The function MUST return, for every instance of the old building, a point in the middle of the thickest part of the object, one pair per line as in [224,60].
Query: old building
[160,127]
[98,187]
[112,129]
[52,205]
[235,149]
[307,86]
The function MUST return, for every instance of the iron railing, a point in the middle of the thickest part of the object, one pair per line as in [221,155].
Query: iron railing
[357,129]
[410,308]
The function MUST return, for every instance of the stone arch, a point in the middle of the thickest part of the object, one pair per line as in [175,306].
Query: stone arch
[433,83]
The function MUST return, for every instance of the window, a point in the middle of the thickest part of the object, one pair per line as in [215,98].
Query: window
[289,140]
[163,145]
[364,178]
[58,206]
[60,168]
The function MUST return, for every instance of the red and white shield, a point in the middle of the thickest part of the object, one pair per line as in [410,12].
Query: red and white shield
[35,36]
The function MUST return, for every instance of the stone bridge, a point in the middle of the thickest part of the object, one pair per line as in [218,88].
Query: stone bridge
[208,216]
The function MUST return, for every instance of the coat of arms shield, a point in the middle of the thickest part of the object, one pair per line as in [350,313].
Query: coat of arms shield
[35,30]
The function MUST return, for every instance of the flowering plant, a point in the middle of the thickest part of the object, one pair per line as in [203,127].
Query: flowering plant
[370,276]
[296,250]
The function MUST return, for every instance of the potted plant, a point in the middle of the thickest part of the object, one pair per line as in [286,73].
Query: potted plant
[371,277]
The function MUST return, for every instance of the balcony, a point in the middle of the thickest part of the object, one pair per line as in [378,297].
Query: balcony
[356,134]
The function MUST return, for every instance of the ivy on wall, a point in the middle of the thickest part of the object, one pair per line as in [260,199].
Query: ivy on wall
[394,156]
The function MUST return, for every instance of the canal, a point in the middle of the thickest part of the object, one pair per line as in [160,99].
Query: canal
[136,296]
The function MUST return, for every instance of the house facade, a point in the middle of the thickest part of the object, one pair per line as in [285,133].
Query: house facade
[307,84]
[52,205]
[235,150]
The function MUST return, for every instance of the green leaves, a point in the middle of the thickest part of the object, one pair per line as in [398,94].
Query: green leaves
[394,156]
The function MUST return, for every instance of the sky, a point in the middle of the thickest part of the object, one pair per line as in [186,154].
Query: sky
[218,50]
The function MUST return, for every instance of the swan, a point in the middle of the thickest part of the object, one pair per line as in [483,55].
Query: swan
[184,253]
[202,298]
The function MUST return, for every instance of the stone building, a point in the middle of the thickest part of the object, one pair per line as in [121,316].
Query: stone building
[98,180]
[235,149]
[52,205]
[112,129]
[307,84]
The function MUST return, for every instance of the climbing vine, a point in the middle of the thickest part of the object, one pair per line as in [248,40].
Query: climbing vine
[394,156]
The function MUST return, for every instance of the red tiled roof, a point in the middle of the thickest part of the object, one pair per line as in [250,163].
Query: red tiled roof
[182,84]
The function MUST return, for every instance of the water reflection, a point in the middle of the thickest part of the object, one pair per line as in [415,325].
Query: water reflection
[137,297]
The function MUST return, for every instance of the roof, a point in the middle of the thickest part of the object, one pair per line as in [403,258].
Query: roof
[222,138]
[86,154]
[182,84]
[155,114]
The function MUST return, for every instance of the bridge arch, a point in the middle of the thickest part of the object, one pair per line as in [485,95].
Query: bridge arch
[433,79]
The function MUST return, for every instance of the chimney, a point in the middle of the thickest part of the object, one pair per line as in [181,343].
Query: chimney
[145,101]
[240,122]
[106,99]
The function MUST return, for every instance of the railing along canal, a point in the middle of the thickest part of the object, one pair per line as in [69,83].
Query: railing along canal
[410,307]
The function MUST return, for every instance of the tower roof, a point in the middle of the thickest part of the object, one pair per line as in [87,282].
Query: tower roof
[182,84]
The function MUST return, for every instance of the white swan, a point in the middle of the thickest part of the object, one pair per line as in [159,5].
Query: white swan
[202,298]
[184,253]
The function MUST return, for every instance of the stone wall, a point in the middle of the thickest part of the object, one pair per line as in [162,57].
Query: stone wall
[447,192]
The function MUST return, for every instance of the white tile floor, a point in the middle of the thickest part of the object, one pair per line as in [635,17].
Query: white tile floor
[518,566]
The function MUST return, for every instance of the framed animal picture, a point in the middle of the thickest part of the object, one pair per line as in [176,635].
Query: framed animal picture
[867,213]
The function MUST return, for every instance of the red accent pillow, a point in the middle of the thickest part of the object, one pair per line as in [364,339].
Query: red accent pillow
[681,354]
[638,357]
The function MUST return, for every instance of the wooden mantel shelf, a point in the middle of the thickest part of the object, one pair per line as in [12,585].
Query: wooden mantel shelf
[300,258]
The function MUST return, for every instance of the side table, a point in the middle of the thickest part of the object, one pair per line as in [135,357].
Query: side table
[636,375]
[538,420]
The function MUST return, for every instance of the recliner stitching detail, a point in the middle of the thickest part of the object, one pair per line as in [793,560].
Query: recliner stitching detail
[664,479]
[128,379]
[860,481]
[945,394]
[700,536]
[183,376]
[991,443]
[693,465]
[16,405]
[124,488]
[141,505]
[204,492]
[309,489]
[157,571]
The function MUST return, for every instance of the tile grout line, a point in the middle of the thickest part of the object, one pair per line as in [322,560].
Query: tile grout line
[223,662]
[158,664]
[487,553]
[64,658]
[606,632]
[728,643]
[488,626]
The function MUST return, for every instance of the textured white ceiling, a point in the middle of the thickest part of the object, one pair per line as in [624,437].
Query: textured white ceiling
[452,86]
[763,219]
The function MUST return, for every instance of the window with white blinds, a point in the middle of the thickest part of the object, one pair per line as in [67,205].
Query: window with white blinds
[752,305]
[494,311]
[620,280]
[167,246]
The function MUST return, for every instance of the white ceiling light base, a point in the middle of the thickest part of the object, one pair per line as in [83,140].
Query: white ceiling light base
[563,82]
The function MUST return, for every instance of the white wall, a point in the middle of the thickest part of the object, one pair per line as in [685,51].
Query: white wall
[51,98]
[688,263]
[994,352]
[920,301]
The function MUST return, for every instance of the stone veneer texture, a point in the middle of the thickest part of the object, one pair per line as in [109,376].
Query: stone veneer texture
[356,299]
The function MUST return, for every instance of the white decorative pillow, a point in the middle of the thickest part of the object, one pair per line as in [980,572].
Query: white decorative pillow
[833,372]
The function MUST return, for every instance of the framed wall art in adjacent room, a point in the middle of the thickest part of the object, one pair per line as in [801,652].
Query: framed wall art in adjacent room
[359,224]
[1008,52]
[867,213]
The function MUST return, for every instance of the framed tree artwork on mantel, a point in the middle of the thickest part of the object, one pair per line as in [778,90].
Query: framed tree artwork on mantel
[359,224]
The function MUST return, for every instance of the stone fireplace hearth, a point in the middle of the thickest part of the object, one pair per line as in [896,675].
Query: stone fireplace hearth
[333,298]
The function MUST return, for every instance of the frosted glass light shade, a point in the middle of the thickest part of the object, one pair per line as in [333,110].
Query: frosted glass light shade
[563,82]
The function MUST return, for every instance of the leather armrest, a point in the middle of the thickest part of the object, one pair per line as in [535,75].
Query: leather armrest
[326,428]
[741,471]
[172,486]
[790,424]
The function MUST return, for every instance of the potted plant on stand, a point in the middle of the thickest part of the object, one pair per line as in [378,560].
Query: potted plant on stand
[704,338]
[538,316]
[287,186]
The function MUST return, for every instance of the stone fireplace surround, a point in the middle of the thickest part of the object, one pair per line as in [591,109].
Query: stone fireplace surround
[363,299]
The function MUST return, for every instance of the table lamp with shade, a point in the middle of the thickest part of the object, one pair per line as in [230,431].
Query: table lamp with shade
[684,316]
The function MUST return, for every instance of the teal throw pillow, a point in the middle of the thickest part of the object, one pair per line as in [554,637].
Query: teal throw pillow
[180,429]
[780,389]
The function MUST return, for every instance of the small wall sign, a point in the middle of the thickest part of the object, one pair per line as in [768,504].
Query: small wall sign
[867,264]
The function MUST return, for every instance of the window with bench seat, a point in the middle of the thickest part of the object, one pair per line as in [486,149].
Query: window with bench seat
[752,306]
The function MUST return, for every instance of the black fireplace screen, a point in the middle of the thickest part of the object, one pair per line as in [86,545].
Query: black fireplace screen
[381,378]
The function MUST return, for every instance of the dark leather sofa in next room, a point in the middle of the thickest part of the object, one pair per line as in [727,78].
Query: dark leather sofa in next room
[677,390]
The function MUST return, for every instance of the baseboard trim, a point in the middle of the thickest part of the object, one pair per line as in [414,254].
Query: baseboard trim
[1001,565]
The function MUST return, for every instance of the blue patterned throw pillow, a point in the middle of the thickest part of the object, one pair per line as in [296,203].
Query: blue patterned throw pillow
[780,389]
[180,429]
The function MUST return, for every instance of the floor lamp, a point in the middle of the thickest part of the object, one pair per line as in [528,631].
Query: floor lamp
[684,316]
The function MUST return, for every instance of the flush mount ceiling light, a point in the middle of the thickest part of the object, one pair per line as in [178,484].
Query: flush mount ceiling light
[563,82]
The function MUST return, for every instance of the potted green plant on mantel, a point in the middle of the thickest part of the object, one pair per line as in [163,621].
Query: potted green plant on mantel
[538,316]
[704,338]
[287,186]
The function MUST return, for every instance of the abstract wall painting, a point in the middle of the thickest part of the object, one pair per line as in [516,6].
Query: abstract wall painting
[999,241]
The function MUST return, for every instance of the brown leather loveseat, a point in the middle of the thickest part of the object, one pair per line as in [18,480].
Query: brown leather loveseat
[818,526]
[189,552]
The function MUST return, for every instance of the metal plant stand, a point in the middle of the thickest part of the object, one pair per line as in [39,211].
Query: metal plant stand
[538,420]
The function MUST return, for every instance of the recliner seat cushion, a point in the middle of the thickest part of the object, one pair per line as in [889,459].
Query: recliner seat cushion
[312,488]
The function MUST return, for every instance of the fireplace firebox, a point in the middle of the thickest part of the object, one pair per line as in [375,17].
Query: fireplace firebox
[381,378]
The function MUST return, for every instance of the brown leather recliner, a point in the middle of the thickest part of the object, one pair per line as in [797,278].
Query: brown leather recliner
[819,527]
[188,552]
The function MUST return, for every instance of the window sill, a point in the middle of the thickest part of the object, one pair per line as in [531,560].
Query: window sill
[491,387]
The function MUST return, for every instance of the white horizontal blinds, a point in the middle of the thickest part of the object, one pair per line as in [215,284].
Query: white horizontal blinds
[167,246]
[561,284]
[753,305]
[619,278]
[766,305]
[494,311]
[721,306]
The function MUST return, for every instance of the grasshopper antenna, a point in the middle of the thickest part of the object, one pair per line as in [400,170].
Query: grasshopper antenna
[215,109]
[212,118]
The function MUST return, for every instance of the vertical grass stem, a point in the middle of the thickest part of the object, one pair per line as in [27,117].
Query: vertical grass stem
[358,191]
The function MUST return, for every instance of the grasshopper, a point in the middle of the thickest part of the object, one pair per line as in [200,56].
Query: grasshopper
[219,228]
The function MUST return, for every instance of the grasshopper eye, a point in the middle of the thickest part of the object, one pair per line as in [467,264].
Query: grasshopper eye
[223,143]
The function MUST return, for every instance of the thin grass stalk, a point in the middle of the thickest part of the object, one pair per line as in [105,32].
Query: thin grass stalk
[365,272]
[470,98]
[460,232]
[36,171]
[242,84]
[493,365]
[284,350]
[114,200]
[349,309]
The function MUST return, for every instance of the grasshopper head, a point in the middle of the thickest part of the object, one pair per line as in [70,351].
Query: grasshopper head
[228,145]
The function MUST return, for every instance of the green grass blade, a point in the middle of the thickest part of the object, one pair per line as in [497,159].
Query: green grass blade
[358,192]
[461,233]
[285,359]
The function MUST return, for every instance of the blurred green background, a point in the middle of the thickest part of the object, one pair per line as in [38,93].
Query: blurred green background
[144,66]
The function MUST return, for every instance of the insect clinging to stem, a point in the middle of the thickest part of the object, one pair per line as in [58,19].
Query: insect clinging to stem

_What is needed_
Return verbatim every line of the records, starting at the line that contains "The function MUST return, for every instance of the thin" and ending at the final line of the records, with both of these lines included.

_Correct result_
The function MUST return, for every instance of the thin grass stalk, a point in the middle of the thickest part of the object, one pair per line as in [105,32].
Query: thin grass stalk
[365,272]
[470,98]
[460,232]
[36,171]
[242,84]
[493,365]
[284,350]
[114,200]
[349,309]
The function MUST return, for every instance of the grasshopper head, a point in the middle of the thickest part of the object, one pair per line as in [70,351].
Query: grasshopper head
[228,145]
The function MUST return, for every instance of the green grass blade, a point in the middle of the thickest part of the object, one pair per line as in [497,159].
Query: green grass blade
[358,192]
[461,233]
[285,359]
The function MUST return, for every instance of the blurred green background, a point in the middle of the thickest part of the object, one pair per line as in [38,93].
Query: blurred green background
[144,66]
The function MUST return, for every instance of the insect clinging to stem, a point in the middle of the thickest part of the object, one pair per line as in [58,19].
Query: insect clinging to stem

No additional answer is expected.